#### Instruksi Tugas
A - Periksa apakah tiap pernyataan berikut sesuai dengan kutipan tentang Jalan Lingkar Selatan Kertek. Jawab ya atau tidak, lalu sertakan kata-kata penentu dari kutipan itu secara persis. (i) Pembangunan jalan itu dimulai pada 2024 dengan membangun satu jembatan. (ii) Jalan itu ditargetkan mulai beroperasi setelah Lebaran 2026. (iii) Nurudin memberikan keterangannya pada hari Senin.
B - Salin ulang dengan persis baris-baris dalam catatan, mulai dari baris yang memuat "the tall green" dan terus hingga baris yang memuat "pixel 491 585". Kedua baris itu ikut disalin.

**** Kutipan Terpilih

Wonosobo, satumenitnews.com – Jalan Lingkar Selatan Kertek ditargetkan beroperasi sebagai jalur alternatif sebelum H-7 Lebaran 2026. Proyek yang sejak awal dirancang untuk mengurai kemacetan di Kertek ini digenjot penyelesaiannya oleh Dinas Pekerjaan Umum dan Penataan Ruang (DPUPR) Kabupaten Wonosobo.
Kepala DPUPR Wonosobo, Nurudin Ardiyanto, ST., MT., menjelaskan progres pembangunan hingga akhir 2025 dan rencana percepatan pada 2026 agar ruas tersebut segera bisa dimanfaatkan pemudik dan pengguna jalan lokal.
Dibangun Bertahap Sejak 2024
Nurudin menyampaikan, pembangunan Jalan Lingkar Selatan Kertek berlangsung secara bertahap oleh Pemerintah Kabupaten Wonosobo sejak 2024. Pada tahap awal, pada 2024, DPUPR memulai pekerjaan dengan membangun satu jembatan sebagai penghubung utama di ruas baru tersebut.
“Tahun ini satu jembatan lagi juga dibangun, dan insyaallah akhir tahun jembatan tersebut selesai. Setelah itu, kami lanjutkan pembangunan tahap berikutnya pada 2026,” ujar Nurudin pada Rabu (3/12/2025).
Ruas jalan lingkar ini diproyeksikan menjadi salah satu infrastruktur kunci untuk mengurai kemacetan di Kertek, terutama saat musim mudik dan libur panjang ketika arus kendaraan memadati kawasan Pasar Kertek yang selama ini dikenal sebagai titik krodit.
Target Berfungsi Sebelum H-7 Lebaran 2026
DPUPR Wonosobo memasang target ambisius: Jalan Lingkar Selatan Kertek sudah bisa difungsikan sebelum H-7 Lebaran 2026. Target ini mendorong pemerintah daerah mempercepat sejumlah tahapan, terutama proses pengadaan di tahun anggaran 2026.
“Kami menargetkan ruas Jalan Lingkar Selatan Kertek selesai sebelum H-7 Lebaran 2026. Karena itu, proses pengadaan di tahun 2026 akan kami percepat, sehingga pada Lebaran 2026 jalan ini sudah bisa difungsikan sebagai jalur alternatif untuk mengurai kemacetan di pusat Kota Kertek, yang setiap musim mudik selalu menjadi titik krodit,” jelas Nurudin.

********
**** Catatan

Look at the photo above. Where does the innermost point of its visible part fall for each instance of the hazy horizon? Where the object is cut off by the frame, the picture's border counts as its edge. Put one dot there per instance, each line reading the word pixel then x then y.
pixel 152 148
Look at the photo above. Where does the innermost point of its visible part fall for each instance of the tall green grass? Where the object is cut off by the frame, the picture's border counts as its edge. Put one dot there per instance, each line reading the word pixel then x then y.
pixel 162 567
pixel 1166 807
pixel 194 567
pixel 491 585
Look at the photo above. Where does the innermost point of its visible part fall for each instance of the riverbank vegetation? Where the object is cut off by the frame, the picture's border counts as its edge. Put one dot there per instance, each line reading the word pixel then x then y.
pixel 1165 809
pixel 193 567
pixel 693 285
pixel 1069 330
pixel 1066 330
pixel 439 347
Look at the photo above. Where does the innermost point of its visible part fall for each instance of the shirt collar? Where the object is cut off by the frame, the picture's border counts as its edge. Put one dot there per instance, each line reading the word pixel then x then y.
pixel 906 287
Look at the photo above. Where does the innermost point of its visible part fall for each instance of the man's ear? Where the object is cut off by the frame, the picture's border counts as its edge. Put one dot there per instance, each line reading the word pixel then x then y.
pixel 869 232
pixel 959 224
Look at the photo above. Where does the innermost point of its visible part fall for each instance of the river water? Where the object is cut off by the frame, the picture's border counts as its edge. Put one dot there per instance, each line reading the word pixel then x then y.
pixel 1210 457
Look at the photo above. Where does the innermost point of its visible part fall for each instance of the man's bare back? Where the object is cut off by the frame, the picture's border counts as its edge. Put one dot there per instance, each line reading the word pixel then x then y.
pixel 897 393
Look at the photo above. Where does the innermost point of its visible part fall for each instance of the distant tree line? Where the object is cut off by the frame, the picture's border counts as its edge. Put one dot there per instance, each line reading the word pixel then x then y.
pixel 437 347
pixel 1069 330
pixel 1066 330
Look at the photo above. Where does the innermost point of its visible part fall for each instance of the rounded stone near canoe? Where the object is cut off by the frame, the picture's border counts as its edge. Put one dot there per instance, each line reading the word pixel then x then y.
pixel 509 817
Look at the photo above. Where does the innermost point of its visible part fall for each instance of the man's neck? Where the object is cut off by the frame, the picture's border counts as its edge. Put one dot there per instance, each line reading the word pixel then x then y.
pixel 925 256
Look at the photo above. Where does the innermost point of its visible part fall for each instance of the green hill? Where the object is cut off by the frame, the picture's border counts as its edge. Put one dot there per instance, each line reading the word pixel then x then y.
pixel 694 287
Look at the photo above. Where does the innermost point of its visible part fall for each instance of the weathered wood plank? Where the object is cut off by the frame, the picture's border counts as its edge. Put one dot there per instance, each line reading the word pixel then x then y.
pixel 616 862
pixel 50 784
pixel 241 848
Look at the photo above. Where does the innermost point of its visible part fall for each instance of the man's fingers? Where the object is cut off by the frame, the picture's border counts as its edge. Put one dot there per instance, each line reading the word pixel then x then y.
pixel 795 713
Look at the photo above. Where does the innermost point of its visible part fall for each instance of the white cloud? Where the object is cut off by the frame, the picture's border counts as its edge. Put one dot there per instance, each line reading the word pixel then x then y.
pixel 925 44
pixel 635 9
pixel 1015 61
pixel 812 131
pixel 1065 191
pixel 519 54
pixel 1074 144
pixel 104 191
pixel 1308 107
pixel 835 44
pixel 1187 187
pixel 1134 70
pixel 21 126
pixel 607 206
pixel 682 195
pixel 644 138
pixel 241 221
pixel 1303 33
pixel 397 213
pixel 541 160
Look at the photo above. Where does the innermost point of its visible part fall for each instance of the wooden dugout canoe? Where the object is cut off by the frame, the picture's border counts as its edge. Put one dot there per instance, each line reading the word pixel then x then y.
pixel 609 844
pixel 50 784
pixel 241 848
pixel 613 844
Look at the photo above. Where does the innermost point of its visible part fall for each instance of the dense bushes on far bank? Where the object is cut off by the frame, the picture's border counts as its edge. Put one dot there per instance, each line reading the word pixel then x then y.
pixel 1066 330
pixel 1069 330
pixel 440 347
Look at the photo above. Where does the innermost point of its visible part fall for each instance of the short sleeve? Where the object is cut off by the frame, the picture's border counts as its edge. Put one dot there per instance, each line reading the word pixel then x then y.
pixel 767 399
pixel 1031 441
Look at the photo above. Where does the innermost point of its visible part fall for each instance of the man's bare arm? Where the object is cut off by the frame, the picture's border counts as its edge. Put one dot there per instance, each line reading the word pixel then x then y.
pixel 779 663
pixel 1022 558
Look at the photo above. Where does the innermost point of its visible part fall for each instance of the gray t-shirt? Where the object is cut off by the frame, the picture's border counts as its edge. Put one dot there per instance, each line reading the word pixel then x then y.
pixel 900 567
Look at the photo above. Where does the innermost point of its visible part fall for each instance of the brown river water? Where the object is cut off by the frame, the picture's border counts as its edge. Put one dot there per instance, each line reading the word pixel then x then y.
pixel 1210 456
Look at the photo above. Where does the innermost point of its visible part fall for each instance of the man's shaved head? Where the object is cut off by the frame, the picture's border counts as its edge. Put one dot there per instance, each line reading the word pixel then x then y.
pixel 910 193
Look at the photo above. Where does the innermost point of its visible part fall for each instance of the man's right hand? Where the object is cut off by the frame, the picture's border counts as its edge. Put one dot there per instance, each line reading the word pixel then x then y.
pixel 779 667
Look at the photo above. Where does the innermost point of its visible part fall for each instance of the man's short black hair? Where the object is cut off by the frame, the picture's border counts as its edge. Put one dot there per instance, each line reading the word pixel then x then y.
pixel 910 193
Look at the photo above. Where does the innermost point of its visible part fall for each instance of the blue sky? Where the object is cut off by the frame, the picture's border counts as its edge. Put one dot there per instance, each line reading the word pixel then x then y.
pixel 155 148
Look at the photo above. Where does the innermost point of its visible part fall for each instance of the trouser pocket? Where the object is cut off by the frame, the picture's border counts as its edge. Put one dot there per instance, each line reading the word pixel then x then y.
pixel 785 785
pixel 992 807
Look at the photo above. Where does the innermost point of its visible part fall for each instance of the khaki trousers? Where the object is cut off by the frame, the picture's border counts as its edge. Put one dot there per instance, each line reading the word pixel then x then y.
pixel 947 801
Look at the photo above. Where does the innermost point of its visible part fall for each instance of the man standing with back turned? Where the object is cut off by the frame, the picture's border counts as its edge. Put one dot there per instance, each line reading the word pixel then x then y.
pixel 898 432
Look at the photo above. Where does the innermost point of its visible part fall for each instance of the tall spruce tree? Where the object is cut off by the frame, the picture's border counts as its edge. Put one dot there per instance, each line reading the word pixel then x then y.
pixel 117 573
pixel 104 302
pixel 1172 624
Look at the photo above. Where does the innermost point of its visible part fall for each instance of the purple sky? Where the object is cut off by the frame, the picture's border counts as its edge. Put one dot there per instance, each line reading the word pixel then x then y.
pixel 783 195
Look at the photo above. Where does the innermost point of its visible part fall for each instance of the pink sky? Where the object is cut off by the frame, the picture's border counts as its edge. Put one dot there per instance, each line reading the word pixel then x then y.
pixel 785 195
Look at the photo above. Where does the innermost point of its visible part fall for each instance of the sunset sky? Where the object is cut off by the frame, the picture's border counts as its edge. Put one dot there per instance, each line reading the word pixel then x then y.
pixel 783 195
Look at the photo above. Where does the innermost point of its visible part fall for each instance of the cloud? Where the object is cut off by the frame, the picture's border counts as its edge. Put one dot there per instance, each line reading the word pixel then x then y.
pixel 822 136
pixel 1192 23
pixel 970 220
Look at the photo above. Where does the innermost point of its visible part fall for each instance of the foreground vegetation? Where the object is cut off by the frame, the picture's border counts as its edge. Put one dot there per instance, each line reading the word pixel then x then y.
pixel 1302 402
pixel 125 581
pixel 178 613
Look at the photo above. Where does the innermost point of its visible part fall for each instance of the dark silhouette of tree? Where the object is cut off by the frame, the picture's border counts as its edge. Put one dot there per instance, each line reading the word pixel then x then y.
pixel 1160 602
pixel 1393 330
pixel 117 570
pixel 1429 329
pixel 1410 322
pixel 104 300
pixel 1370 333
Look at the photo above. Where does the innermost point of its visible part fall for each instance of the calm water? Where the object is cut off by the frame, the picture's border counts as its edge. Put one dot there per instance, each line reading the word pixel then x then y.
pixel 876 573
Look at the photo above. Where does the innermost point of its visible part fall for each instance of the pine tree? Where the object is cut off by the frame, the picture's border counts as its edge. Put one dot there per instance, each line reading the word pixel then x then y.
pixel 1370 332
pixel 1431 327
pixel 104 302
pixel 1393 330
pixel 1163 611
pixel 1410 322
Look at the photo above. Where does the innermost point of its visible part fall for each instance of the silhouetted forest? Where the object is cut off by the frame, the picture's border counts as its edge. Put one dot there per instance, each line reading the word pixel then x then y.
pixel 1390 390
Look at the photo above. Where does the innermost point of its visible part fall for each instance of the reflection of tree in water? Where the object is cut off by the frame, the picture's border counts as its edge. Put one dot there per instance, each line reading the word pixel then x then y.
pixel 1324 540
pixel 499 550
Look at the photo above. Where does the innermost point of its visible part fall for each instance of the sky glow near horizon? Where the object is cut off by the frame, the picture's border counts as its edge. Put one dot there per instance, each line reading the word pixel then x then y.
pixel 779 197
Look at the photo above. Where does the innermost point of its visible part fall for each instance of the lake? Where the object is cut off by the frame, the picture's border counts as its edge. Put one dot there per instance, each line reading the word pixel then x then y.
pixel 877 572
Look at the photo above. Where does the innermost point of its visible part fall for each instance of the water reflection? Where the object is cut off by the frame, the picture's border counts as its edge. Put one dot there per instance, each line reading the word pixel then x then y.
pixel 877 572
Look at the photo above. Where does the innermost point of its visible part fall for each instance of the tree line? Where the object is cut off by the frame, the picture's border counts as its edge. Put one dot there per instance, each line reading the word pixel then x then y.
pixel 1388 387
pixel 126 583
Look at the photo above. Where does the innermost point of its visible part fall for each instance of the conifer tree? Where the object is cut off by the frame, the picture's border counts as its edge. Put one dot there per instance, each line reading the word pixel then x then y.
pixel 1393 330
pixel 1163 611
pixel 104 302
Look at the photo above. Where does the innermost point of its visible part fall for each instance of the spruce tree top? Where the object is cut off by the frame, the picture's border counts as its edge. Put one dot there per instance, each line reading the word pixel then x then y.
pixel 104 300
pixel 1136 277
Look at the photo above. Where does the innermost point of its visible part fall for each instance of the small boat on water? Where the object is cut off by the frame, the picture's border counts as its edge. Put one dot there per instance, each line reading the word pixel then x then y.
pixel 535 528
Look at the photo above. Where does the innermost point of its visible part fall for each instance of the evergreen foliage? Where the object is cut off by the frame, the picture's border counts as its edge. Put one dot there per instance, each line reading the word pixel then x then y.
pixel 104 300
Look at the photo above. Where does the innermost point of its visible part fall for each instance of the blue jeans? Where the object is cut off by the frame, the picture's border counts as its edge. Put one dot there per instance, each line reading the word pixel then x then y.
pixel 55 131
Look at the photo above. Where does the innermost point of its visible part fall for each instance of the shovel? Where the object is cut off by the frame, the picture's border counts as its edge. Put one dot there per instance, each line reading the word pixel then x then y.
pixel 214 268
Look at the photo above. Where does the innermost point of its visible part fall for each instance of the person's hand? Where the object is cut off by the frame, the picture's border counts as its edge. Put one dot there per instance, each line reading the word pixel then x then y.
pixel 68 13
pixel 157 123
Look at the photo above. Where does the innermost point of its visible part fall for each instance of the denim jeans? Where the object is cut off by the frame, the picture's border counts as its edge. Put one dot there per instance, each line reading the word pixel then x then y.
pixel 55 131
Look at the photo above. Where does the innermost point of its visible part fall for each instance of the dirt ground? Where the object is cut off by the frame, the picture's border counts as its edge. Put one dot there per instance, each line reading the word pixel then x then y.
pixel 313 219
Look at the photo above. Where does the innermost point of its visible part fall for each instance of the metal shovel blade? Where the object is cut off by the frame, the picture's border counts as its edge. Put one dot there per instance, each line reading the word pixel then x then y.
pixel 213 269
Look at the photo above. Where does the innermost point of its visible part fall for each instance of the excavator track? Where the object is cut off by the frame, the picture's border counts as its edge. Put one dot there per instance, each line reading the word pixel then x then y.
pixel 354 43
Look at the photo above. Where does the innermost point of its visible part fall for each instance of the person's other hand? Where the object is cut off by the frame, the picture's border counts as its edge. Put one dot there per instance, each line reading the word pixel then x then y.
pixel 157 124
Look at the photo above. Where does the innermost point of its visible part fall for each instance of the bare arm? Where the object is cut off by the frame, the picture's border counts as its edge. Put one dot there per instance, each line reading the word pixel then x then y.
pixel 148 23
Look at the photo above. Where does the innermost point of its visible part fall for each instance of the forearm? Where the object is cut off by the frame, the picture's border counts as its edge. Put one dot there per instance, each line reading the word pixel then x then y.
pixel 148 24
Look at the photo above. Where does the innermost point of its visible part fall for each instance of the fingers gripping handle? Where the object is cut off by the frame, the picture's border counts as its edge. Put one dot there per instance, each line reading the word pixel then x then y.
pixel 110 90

********

#### Jawaban Berikut
A -
(i) Ya: "Pada tahap awal, pada 2024, DPUPR memulai pekerjaan dengan membangun satu jembatan sebagai penghubung utama di ruas baru tersebut."
(ii) Tidak: "ditargetkan beroperasi sebagai jalur alternatif sebelum H-7 Lebaran 2026"
(iii) Tidak: "ujar Nurudin pada Rabu (3/12/2025)"

B -
Look at the photo above. Where does the innermost point of its visible part fall for each instance of the tall green grass? Where the object is cut off by the frame, the picture's border counts as its edge. Put one dot there per instance, each line reading the word pixel then x then y.
pixel 162 567
pixel 1166 807
pixel 194 567
pixel 491 585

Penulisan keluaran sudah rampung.